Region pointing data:
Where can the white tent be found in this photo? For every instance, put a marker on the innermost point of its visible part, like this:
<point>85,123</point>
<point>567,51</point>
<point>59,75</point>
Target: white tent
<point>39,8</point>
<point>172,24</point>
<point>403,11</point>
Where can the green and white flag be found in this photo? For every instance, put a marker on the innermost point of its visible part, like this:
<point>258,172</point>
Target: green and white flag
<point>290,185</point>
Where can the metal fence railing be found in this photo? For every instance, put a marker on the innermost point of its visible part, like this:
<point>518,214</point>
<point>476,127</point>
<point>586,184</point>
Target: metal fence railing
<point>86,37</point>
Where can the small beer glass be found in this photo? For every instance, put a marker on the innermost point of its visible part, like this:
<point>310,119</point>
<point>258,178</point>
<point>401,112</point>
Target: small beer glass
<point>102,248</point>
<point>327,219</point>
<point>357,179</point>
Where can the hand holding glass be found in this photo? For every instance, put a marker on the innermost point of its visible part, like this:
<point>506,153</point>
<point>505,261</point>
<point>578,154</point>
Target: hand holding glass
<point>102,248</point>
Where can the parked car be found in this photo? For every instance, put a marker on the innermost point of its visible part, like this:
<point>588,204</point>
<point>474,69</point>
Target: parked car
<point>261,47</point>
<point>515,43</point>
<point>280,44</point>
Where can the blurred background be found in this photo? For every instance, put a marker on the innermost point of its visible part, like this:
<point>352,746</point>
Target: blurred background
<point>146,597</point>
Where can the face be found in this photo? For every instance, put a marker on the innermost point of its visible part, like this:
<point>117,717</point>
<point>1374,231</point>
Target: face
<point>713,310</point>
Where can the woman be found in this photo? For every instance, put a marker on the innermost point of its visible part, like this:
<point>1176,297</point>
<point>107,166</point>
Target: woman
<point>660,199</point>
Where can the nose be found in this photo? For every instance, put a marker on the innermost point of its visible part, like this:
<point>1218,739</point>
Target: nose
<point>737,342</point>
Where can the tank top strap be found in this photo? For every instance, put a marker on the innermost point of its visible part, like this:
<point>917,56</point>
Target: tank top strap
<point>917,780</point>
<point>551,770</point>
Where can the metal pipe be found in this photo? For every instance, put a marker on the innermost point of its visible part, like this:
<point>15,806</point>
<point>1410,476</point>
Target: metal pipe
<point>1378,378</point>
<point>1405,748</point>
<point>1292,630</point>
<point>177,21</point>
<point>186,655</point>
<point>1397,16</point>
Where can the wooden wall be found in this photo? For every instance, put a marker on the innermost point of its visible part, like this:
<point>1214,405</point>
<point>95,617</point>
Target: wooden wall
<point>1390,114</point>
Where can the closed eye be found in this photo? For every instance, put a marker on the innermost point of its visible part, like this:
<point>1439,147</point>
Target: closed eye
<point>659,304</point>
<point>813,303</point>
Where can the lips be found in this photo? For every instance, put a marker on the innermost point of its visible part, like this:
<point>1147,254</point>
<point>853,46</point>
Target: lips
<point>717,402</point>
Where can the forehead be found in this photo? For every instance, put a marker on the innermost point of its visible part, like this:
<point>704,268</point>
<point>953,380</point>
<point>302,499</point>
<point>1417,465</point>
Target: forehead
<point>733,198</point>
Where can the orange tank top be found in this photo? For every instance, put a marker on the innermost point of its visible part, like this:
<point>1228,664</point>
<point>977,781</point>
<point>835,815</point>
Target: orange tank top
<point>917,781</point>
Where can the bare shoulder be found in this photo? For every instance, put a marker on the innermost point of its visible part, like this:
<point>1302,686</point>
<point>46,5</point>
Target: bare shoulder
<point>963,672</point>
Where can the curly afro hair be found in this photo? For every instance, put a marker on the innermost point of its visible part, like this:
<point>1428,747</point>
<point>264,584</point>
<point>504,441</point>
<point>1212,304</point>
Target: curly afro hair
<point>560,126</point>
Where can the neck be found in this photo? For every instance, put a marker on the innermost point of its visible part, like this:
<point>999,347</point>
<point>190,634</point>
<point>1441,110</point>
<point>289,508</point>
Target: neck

What needs to be done:
From the records above, copy only the lines starting with the line that holds "Target: small beer glass" and going on through the line that holds "<point>107,166</point>", exactly as written.

Result of the exercise:
Target: small beer glass
<point>102,248</point>
<point>327,219</point>
<point>357,179</point>
Where can the hand holding glass be found in this photo? For every instance, put a marker on the innermost point of its visible part, like this:
<point>506,153</point>
<point>505,261</point>
<point>578,154</point>
Target: hand holding glass
<point>102,248</point>
Where can the parked car be found in this photo? For every instance, put a marker on the innermost point of its visible part, like this:
<point>588,204</point>
<point>474,69</point>
Target: parked car
<point>261,47</point>
<point>515,43</point>
<point>280,44</point>
Where can the blurred background be found in this photo? For every instance, put a marker on the innermost point of its visible part, like this:
<point>352,746</point>
Target: blurred background
<point>146,597</point>
Where can the face be found in this photo? For every instance, put a marker on the innermost point of its visible part, like this:
<point>117,717</point>
<point>1374,231</point>
Target: face
<point>713,310</point>
Where can the woman be found in this photo? For every instance, put a marker on the innermost point of its visible part, like this:
<point>1176,297</point>
<point>107,166</point>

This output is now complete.